▶ Supplied passage:
-*-

This. Boom. Word.
With a Rebel Yell. Excerpts:
The fate of Highlights is a very small occurrence in this great big world, but it’s a telling thing. It is insane that even Highlights For Children gets bullied into this, and that the editors would capitulate so quickly. This revolution won’t leave anybody alone. If you think you’re going to get away without having to fight, you’re dreaming. They will not leave you alone. There is no neutral ground. You must affirm.
If you do not intend to capitulate, you had better prepare to be hated, and you had better learn to regard that hatred as a blessing. Or you’re not going to make it. . . .

-*-

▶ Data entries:
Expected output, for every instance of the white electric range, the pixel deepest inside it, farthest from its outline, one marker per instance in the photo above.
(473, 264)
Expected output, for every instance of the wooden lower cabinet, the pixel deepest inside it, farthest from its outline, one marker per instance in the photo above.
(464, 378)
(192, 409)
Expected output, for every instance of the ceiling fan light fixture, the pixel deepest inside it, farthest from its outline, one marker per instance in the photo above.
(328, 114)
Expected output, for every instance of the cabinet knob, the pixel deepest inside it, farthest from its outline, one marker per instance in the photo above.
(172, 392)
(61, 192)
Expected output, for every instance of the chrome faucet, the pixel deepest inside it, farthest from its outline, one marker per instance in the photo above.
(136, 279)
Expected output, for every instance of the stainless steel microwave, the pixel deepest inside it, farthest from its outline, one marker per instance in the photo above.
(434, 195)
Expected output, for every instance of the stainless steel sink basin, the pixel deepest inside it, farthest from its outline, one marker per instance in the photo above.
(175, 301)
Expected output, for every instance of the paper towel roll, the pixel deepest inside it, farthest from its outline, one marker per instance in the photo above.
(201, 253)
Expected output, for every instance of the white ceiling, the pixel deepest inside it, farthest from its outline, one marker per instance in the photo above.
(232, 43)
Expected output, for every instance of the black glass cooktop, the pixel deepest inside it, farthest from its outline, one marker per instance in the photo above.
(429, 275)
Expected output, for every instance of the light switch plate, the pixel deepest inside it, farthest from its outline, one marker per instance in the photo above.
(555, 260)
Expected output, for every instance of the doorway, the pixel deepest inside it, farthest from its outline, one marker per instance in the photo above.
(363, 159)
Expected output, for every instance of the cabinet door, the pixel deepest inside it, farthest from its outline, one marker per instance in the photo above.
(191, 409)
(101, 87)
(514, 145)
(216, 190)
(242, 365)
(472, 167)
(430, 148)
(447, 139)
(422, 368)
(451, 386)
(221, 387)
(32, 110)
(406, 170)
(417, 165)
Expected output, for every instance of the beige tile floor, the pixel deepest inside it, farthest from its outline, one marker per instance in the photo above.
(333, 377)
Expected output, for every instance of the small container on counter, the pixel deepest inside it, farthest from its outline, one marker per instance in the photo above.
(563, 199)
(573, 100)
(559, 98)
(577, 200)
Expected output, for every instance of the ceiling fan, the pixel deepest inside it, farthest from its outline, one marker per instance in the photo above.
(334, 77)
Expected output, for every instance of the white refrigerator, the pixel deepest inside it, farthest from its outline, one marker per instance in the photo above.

-*-

▶ Complete the following:
**A)** Extract the words of the Highlights passage from "If you do not" up to and including "make it. . . .", copying them with no changes.
**B)** Extend the Highlights passage by continuing it from its last sentence.
The data entries are separate material from the Highlights passage.

▶ Answers to the tasks:
**A)**
If you do not intend to capitulate, you had better prepare to be hated, and you had better learn to regard that hatred as a blessing. Or you’re not going to make it. . . .

**B)**
At some point, people, you just have to quit caring what others think, and do what you know is right, regardless of the consequences. There is a lot of strength in just not giving a rip anymore. Over the weekend, I read an advance copy of Anthony Esolen’s forthcoming (Jan 2017) book Out Of The Ashes: A Layman’s Guide to Rebuilding Our Culture. It’s a full-throated, big-hearted call to arms, both uncompromising and irresistible. This book is the St. Crispin’s Day speech of the Benedict Option. Look at these excerpts from the introduction:
Let’s get straight to the point. We no longer live in a culturally Christian state. We do not live in a robust pagan state, such as Rome was during the Pax Romana. We live in a sickly sub-pagan state, or metastate, a monstrous thing, all-meddlesome, all-ambitious. The natural virtues are scorned. Temperance is for prigs, prudence for sticks in the mud who worry about people who don’t yet exist. A man who fathers six children upon three women and now wants to turn himself into a “woman” attracted to other women—he is praised for his courage. Justice means that a handful of narrowly educated and egotistical judges get to overturn human culture and biology, at their caprice.
We are not in partibus infidelibus. We are in partibus insanibus.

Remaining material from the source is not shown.